:: Task inputs ::
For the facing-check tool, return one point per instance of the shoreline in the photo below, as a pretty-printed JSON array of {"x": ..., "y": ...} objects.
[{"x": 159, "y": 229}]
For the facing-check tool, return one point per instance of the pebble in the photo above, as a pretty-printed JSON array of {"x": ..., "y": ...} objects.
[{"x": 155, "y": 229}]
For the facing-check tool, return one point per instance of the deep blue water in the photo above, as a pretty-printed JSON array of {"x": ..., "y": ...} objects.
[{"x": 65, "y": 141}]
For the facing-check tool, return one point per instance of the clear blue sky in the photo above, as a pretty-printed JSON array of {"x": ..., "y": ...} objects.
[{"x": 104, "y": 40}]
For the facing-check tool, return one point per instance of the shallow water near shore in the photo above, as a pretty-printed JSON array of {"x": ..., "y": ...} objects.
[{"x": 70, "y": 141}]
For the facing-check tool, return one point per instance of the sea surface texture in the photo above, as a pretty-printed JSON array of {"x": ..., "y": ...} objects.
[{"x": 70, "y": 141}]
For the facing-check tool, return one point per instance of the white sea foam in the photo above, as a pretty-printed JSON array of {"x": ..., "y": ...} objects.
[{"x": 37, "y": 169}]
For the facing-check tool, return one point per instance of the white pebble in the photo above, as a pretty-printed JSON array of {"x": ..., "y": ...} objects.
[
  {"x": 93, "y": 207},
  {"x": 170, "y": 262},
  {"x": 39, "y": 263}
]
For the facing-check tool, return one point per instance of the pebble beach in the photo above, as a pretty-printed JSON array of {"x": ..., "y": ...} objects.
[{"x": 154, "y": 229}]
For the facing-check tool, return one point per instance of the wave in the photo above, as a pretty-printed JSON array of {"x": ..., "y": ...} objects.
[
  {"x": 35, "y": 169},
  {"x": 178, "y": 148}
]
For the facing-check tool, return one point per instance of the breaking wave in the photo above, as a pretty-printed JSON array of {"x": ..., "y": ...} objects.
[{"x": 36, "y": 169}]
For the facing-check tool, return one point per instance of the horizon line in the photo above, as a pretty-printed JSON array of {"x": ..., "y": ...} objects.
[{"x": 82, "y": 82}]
:::
What is needed -> What is needed is an exact copy of the lines from the one containing "of the horizon" to the end of the data; please add nothing else.

Task solution ->
For the facing-check tool, return one point per instance of the horizon line in the photo above, as a pretty-printed JSON array of {"x": ..., "y": ...} objects.
[{"x": 82, "y": 82}]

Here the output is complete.